— Begin DATA IN THIS EXERCISE —

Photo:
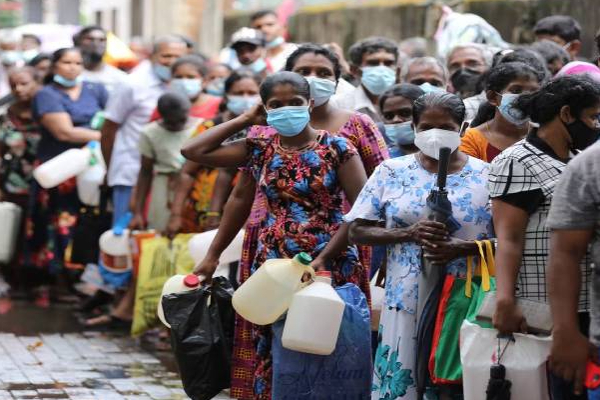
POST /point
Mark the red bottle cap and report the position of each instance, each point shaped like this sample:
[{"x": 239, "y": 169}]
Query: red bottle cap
[{"x": 191, "y": 280}]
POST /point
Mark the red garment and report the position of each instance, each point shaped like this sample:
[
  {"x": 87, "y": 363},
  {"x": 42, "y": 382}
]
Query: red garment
[{"x": 207, "y": 110}]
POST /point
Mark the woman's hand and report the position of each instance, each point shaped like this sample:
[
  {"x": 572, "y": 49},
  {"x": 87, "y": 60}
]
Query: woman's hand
[
  {"x": 426, "y": 232},
  {"x": 137, "y": 222},
  {"x": 206, "y": 268},
  {"x": 212, "y": 222},
  {"x": 571, "y": 351},
  {"x": 508, "y": 318},
  {"x": 256, "y": 115},
  {"x": 173, "y": 226},
  {"x": 442, "y": 252}
]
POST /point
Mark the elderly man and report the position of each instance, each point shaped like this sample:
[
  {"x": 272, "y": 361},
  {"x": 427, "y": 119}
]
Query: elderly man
[
  {"x": 427, "y": 72},
  {"x": 278, "y": 50},
  {"x": 249, "y": 46},
  {"x": 562, "y": 30},
  {"x": 466, "y": 64},
  {"x": 128, "y": 110},
  {"x": 91, "y": 40},
  {"x": 374, "y": 61}
]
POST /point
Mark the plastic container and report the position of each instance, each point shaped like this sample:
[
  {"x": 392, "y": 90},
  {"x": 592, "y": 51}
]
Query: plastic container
[
  {"x": 115, "y": 249},
  {"x": 199, "y": 244},
  {"x": 267, "y": 294},
  {"x": 176, "y": 284},
  {"x": 10, "y": 220},
  {"x": 63, "y": 167},
  {"x": 90, "y": 180},
  {"x": 377, "y": 301},
  {"x": 314, "y": 318}
]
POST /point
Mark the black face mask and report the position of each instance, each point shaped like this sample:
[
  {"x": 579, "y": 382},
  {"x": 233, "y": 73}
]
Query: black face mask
[
  {"x": 582, "y": 136},
  {"x": 465, "y": 81},
  {"x": 92, "y": 56}
]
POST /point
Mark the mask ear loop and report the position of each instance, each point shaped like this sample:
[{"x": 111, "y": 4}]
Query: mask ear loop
[{"x": 463, "y": 128}]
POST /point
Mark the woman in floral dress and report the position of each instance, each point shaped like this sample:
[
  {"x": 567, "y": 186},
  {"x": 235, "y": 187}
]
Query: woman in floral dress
[
  {"x": 304, "y": 175},
  {"x": 322, "y": 69},
  {"x": 395, "y": 195}
]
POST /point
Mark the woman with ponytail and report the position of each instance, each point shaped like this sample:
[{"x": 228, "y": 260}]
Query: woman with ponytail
[
  {"x": 498, "y": 125},
  {"x": 521, "y": 184}
]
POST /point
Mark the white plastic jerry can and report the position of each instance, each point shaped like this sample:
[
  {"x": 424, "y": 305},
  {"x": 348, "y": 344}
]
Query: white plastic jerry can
[
  {"x": 199, "y": 244},
  {"x": 267, "y": 294},
  {"x": 176, "y": 284},
  {"x": 115, "y": 246},
  {"x": 64, "y": 166},
  {"x": 314, "y": 318},
  {"x": 10, "y": 220}
]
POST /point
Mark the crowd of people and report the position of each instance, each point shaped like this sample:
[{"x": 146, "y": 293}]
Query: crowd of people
[{"x": 310, "y": 151}]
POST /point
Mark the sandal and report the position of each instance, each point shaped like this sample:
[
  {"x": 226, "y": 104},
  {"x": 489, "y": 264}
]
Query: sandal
[{"x": 106, "y": 323}]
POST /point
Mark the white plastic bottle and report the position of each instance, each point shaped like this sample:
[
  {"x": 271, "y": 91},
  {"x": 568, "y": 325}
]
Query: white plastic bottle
[
  {"x": 267, "y": 294},
  {"x": 63, "y": 167},
  {"x": 90, "y": 180},
  {"x": 176, "y": 284},
  {"x": 314, "y": 318}
]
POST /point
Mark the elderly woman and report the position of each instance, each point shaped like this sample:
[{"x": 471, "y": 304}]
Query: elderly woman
[{"x": 390, "y": 210}]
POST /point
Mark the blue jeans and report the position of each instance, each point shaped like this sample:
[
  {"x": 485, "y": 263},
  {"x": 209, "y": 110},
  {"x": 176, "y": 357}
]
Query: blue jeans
[{"x": 121, "y": 197}]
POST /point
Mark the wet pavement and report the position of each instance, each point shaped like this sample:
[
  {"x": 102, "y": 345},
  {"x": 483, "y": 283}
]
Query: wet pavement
[{"x": 42, "y": 356}]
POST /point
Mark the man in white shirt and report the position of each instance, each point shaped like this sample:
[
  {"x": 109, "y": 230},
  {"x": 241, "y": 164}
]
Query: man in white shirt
[
  {"x": 277, "y": 49},
  {"x": 128, "y": 110},
  {"x": 374, "y": 61},
  {"x": 91, "y": 40}
]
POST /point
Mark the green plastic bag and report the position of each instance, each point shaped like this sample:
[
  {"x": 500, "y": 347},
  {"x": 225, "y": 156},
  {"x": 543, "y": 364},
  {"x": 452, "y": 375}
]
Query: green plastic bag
[
  {"x": 159, "y": 260},
  {"x": 461, "y": 299}
]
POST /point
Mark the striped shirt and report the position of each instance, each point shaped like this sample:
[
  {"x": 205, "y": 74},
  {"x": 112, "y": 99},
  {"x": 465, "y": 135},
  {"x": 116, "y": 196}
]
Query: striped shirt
[{"x": 525, "y": 175}]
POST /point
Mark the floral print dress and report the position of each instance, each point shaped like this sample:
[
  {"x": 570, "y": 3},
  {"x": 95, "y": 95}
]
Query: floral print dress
[
  {"x": 305, "y": 203},
  {"x": 361, "y": 131},
  {"x": 395, "y": 195}
]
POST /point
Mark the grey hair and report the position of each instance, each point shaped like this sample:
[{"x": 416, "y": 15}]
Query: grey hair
[
  {"x": 484, "y": 50},
  {"x": 423, "y": 61},
  {"x": 166, "y": 39}
]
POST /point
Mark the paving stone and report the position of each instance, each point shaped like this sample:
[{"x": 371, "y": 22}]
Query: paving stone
[{"x": 24, "y": 394}]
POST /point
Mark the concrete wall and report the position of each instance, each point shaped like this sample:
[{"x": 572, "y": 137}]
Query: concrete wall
[{"x": 513, "y": 18}]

— End DATA IN THIS EXERCISE —

◆ WHAT TO PRODUCE: Repeat all the records above exactly, leaving out any pictures.

◆ THE COMPLETED TASK:
Photo:
POST /point
Mark the red bottle cap and report the position of each instance, each point shaped like this sample:
[{"x": 239, "y": 169}]
Query: red bottle cap
[{"x": 191, "y": 280}]
POST /point
Mark the red garment and report the position of each instance, each point shaped like this sample:
[
  {"x": 87, "y": 363},
  {"x": 42, "y": 382}
]
Query: red garment
[{"x": 207, "y": 110}]
POST /point
Mark the woman's hand and report the position of each instance, each point shaped like this sample:
[
  {"x": 572, "y": 49},
  {"x": 87, "y": 60}
]
Query: woman's hand
[
  {"x": 426, "y": 232},
  {"x": 137, "y": 222},
  {"x": 206, "y": 268},
  {"x": 212, "y": 222},
  {"x": 571, "y": 351},
  {"x": 508, "y": 318},
  {"x": 256, "y": 115},
  {"x": 173, "y": 226},
  {"x": 442, "y": 252}
]
POST /point
Mark the elderly man and report the position of each instance, each point shaped like this sample:
[
  {"x": 272, "y": 361},
  {"x": 427, "y": 119}
]
Query: elderly man
[
  {"x": 427, "y": 72},
  {"x": 278, "y": 50},
  {"x": 249, "y": 46},
  {"x": 562, "y": 30},
  {"x": 466, "y": 64},
  {"x": 128, "y": 110},
  {"x": 91, "y": 40},
  {"x": 374, "y": 61}
]
POST /point
Mark the plastic container and report the position of each instance, each point shaped like this sample:
[
  {"x": 392, "y": 90},
  {"x": 592, "y": 51}
]
Query: plastic container
[
  {"x": 115, "y": 249},
  {"x": 199, "y": 244},
  {"x": 267, "y": 294},
  {"x": 176, "y": 284},
  {"x": 10, "y": 220},
  {"x": 63, "y": 167},
  {"x": 90, "y": 180},
  {"x": 377, "y": 301},
  {"x": 314, "y": 318}
]
POST /point
Mark the black face mask and report the position of each instance, each point shaped like this sample:
[
  {"x": 579, "y": 382},
  {"x": 233, "y": 73}
]
Query: black face mask
[
  {"x": 582, "y": 136},
  {"x": 465, "y": 81},
  {"x": 92, "y": 56}
]
POST /point
Mark the mask ear loop and report the position of each instance, each point shaped like this sample:
[{"x": 111, "y": 4}]
Query: mask ear loop
[{"x": 463, "y": 128}]
POST /point
Mark the woman in floral dress and report the position of each instance, each point shaped like this sample:
[
  {"x": 567, "y": 186},
  {"x": 235, "y": 187}
]
Query: woman in floral dress
[
  {"x": 304, "y": 175},
  {"x": 322, "y": 69},
  {"x": 395, "y": 195}
]
POST /point
Mark the woman with ponytail and report the position of each instance, each point shaped like this sample:
[{"x": 228, "y": 260}]
Query: woman with ponytail
[
  {"x": 498, "y": 125},
  {"x": 521, "y": 184}
]
POST /point
Mark the white plastic jerry can and report the position of each instance, each point shaped like this sample:
[
  {"x": 424, "y": 305},
  {"x": 348, "y": 344}
]
Query: white plastic jerry can
[
  {"x": 199, "y": 244},
  {"x": 267, "y": 294},
  {"x": 176, "y": 284},
  {"x": 115, "y": 246},
  {"x": 64, "y": 166},
  {"x": 314, "y": 318},
  {"x": 10, "y": 220}
]
POST /point
Mark the crowd of people and report the position of each instance, each point shaped like this sample:
[{"x": 146, "y": 293}]
Query: crowd of people
[{"x": 310, "y": 151}]
POST /point
Mark the sandal and report the position of each instance, each point shaped like this sample:
[
  {"x": 226, "y": 104},
  {"x": 489, "y": 264}
]
Query: sandal
[{"x": 106, "y": 323}]
POST /point
Mark the white plastic bottle and report the position of each instance, each point shaped like this sample:
[
  {"x": 271, "y": 91},
  {"x": 568, "y": 325}
]
Query: white plastic bottle
[
  {"x": 267, "y": 294},
  {"x": 63, "y": 167},
  {"x": 90, "y": 180},
  {"x": 176, "y": 284},
  {"x": 314, "y": 318}
]
POST /point
Mark the elderly woman and report the position of each instance, each point shaped like this sample:
[{"x": 471, "y": 304}]
Query: elderly woman
[{"x": 390, "y": 210}]
POST /point
Mark the blue jeans and report the position of each instance, each point shaped like this sample:
[
  {"x": 485, "y": 263},
  {"x": 209, "y": 110},
  {"x": 176, "y": 357}
]
Query: blue jeans
[{"x": 121, "y": 197}]
POST /point
Mark the wet pavement and report the position of each instance, each point shaped like this sample:
[
  {"x": 102, "y": 345},
  {"x": 483, "y": 283}
]
Query: wet pavement
[{"x": 42, "y": 356}]
POST /point
Mark the man in white shirt and report the position of each instance, each point shaped like this sample:
[
  {"x": 109, "y": 230},
  {"x": 241, "y": 164}
]
Query: man in white shirt
[
  {"x": 277, "y": 49},
  {"x": 128, "y": 110},
  {"x": 374, "y": 61},
  {"x": 91, "y": 40}
]
POST /point
Mark the green plastic bag and report the position of each instance, each point shaped like this sample:
[
  {"x": 500, "y": 347},
  {"x": 225, "y": 156},
  {"x": 543, "y": 364},
  {"x": 452, "y": 375}
]
Query: green plastic bag
[
  {"x": 159, "y": 260},
  {"x": 461, "y": 299}
]
POST /point
Mark the striped shirt and report the position of each instance, each point shaped like this sample:
[
  {"x": 205, "y": 74},
  {"x": 112, "y": 99},
  {"x": 465, "y": 135},
  {"x": 116, "y": 196}
]
Query: striped shirt
[{"x": 525, "y": 175}]
POST /point
Mark the floral print dress and report the position of each instance, each point shaped like this sample:
[
  {"x": 570, "y": 3},
  {"x": 95, "y": 95}
]
Query: floral print dress
[
  {"x": 305, "y": 203},
  {"x": 361, "y": 131},
  {"x": 395, "y": 195}
]
POST /point
Mark the grey hair and report the position of each instance, each point shaped like this sample:
[{"x": 416, "y": 15}]
Query: grey hair
[
  {"x": 484, "y": 50},
  {"x": 423, "y": 61},
  {"x": 166, "y": 39}
]
POST /point
Mark the paving stone and report the position of each instance, each point shaped like this sample:
[{"x": 371, "y": 22}]
Query: paving stone
[{"x": 24, "y": 394}]
POST /point
Mark the concrete wall and report the position of each instance, each point shaped like this sample:
[{"x": 572, "y": 137}]
Query: concrete wall
[{"x": 513, "y": 18}]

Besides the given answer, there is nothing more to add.